> REQUIREMENTS
Return exactly the lines that run from the one containing "locate the toilet paper" to the end of the entries, with both ends included.

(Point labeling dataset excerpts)
*****

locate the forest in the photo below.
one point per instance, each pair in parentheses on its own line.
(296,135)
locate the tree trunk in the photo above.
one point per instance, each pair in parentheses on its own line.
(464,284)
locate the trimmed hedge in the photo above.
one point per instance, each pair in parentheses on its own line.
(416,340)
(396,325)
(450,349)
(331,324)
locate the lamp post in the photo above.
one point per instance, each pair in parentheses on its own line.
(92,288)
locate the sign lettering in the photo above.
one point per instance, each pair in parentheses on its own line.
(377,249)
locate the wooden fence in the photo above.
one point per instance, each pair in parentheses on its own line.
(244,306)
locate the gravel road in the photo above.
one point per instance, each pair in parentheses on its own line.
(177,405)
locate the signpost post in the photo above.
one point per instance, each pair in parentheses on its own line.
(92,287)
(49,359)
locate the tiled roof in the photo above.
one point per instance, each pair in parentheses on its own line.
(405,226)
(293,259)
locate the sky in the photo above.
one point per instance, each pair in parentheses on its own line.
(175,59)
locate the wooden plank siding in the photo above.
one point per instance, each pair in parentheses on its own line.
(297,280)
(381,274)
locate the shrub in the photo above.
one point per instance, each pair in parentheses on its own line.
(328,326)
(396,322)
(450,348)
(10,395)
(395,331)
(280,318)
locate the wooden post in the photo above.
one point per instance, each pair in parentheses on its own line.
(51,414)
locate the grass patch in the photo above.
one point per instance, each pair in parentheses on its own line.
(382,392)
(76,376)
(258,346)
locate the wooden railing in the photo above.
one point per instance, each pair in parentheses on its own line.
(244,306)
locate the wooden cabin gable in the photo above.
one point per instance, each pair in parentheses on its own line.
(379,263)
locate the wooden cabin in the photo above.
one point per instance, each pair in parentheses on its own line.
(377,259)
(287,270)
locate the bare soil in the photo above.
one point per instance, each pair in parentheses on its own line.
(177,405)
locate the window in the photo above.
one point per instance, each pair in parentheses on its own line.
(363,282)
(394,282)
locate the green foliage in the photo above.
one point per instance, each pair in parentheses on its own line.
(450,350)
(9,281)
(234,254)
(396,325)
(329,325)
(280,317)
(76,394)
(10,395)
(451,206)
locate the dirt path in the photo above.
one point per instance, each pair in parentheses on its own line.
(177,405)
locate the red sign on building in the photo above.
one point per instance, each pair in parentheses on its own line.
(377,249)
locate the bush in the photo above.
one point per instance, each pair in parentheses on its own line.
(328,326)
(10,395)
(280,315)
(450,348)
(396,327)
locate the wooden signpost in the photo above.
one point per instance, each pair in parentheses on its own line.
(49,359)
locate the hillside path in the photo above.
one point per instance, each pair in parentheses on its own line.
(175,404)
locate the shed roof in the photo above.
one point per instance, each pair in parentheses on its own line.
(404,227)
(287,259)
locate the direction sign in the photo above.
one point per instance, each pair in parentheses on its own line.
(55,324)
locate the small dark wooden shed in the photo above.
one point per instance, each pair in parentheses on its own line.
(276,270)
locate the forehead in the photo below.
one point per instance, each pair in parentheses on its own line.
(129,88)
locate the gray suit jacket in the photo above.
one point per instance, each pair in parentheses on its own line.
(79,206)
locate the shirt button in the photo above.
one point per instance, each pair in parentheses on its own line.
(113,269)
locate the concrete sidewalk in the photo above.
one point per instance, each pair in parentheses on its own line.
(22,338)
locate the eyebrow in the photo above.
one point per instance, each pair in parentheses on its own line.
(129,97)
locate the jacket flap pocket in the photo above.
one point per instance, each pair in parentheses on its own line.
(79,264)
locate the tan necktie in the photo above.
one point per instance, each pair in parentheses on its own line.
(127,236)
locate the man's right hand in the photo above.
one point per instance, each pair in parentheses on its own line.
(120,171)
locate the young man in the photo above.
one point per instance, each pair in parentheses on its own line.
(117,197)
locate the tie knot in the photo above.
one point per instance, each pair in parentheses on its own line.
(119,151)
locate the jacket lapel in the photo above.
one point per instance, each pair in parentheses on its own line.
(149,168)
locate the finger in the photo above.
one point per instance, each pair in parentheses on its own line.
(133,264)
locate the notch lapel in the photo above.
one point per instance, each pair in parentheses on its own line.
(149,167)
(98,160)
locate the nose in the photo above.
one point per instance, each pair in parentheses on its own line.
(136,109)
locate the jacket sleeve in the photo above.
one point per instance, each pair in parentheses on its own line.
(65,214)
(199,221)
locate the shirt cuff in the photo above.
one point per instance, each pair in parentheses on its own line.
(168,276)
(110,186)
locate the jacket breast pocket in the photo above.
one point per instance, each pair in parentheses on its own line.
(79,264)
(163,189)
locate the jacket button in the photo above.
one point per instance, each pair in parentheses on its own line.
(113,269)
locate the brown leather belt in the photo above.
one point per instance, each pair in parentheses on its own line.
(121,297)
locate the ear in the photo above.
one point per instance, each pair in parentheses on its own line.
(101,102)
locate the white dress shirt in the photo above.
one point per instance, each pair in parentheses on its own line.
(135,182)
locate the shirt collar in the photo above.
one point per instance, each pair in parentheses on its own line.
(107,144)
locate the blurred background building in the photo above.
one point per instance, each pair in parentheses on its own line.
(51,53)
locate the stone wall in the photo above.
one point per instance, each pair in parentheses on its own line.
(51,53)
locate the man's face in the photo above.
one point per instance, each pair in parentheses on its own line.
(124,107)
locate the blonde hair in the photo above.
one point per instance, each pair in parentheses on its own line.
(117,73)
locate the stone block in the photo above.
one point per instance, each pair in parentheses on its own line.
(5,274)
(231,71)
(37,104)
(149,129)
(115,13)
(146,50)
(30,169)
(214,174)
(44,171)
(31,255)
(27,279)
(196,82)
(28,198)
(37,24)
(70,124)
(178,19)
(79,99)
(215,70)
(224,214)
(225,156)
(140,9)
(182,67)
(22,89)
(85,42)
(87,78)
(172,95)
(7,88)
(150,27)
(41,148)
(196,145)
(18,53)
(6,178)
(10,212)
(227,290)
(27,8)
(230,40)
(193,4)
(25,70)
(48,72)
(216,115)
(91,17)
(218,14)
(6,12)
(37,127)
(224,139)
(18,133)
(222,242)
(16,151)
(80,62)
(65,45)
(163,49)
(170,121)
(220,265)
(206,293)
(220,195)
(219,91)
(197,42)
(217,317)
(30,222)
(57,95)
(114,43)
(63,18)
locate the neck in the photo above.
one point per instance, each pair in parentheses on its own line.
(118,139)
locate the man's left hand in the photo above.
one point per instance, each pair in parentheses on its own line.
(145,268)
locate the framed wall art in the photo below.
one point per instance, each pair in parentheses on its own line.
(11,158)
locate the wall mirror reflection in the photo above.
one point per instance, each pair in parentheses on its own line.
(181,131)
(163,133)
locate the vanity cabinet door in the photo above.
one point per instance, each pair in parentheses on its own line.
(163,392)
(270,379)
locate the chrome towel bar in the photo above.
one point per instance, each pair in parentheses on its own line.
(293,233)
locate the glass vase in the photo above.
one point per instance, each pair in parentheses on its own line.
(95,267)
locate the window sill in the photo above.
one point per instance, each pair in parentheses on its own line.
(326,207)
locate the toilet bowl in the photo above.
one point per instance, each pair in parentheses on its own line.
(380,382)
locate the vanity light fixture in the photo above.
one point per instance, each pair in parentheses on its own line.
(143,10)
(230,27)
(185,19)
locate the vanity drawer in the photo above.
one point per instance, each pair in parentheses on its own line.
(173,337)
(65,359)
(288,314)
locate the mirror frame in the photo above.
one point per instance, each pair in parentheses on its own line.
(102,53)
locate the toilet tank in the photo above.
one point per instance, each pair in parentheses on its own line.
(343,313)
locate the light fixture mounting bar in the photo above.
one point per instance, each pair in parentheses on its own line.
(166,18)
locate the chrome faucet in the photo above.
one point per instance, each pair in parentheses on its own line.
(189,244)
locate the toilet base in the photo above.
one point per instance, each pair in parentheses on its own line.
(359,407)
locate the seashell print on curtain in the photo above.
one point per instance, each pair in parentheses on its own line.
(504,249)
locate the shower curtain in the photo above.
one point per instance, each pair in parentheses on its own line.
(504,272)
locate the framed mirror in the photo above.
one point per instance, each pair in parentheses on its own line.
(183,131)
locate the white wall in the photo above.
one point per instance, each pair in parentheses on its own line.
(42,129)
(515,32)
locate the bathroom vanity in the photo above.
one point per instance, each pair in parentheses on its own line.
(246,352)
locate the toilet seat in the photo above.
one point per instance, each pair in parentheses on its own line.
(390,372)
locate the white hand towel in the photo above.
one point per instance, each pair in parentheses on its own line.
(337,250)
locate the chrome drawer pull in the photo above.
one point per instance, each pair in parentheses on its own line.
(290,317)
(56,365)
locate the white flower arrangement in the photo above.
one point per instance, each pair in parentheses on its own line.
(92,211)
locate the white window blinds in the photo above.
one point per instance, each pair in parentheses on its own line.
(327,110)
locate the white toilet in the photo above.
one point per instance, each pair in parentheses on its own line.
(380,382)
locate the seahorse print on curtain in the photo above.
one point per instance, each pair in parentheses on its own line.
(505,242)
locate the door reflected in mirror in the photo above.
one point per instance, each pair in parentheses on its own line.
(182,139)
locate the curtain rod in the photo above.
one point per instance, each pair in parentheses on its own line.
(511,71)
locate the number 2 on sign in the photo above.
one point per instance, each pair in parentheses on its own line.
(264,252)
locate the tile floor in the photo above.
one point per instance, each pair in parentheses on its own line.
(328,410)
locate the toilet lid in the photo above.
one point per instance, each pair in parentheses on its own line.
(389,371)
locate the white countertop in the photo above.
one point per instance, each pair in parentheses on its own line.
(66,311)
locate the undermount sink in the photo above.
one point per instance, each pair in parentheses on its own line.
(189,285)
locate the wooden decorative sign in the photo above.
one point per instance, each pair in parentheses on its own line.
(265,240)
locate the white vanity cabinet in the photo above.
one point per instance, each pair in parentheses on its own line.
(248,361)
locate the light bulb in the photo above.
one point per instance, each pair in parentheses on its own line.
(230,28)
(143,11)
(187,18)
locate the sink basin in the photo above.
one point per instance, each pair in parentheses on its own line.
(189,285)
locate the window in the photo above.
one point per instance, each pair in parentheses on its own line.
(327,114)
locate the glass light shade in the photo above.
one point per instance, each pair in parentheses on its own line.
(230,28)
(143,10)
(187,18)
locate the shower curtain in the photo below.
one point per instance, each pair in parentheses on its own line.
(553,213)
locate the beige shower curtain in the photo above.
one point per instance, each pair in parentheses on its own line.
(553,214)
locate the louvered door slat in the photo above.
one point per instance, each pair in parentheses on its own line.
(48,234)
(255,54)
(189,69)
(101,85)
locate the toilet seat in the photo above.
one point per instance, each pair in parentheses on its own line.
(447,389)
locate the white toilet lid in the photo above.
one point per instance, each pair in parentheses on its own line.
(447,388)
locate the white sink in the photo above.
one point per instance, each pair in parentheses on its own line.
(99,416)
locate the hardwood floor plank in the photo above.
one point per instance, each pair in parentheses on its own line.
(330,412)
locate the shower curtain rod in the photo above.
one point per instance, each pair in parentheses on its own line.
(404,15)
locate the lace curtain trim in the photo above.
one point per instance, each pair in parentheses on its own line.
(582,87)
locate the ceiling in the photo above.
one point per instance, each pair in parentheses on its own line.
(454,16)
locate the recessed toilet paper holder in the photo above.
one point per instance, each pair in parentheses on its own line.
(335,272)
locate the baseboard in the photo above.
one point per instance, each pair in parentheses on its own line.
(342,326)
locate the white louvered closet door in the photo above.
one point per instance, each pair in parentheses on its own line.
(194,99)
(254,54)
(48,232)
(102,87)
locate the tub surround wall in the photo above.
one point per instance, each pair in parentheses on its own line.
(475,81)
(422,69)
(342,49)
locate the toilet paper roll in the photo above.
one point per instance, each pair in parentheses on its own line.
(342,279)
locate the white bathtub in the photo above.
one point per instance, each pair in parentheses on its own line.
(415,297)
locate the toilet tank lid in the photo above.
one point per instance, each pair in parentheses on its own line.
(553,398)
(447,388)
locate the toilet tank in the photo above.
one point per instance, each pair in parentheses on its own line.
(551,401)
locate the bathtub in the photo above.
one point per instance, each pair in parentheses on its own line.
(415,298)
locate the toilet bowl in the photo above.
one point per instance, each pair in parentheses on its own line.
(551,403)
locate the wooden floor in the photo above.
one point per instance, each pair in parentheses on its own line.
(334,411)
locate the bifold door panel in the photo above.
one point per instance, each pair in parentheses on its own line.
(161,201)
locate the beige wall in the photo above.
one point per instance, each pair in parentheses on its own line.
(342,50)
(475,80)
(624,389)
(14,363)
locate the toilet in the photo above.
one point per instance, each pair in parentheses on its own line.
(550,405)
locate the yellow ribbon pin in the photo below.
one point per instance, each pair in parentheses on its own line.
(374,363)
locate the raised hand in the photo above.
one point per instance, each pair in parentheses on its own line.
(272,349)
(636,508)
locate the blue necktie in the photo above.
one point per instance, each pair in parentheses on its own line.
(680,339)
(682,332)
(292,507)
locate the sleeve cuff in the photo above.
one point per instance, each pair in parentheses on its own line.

*****

> EXERCISE ANSWER
locate the toilet paper roll in the photo above.
one point per instance, each pair in parentheses on its own line.
(342,279)
locate the white bathtub in the photo above.
one point per instance, each pair in parentheses on its own line.
(415,297)
locate the toilet tank lid in the photo above.
one point per instance, each pair in parentheses on its own line.
(553,398)
(447,388)
locate the toilet tank in the photo above.
one point per instance, each pair in parentheses on its own line.
(551,401)
locate the bathtub in the photo above.
one point per instance, each pair in parentheses on its own line.
(415,298)
locate the toilet bowl in the photo above.
one point per instance, each pair in parentheses on its own line.
(551,403)
locate the wooden floor in the photo above.
one point per instance, each pair in parentheses on its own line.
(334,411)
locate the bifold door panel in the photo above.
one point per instance, each pair in parentheses on its own line.
(161,201)
locate the beige wall in the photo above.
one point per instance, each pair in parentheses on its own line.
(342,50)
(475,80)
(624,389)
(14,363)
locate the toilet in the photo above.
one point per instance, each pair in parentheses on its own line.
(550,405)
locate the yellow ribbon pin in the photo below.
one point per instance, each pair in parentheses on its own line.
(374,363)
locate the raised hand in the photo above.
one point per instance, each pair in parentheses on its own line.
(272,349)
(636,508)
locate the blue necktie in the photo above.
one point per instance, each pair in parentheses on its own line.
(680,339)
(682,332)
(292,507)
locate the sleeve cuff in the photo above.
one point per instance, each pair in parentheses on its own line.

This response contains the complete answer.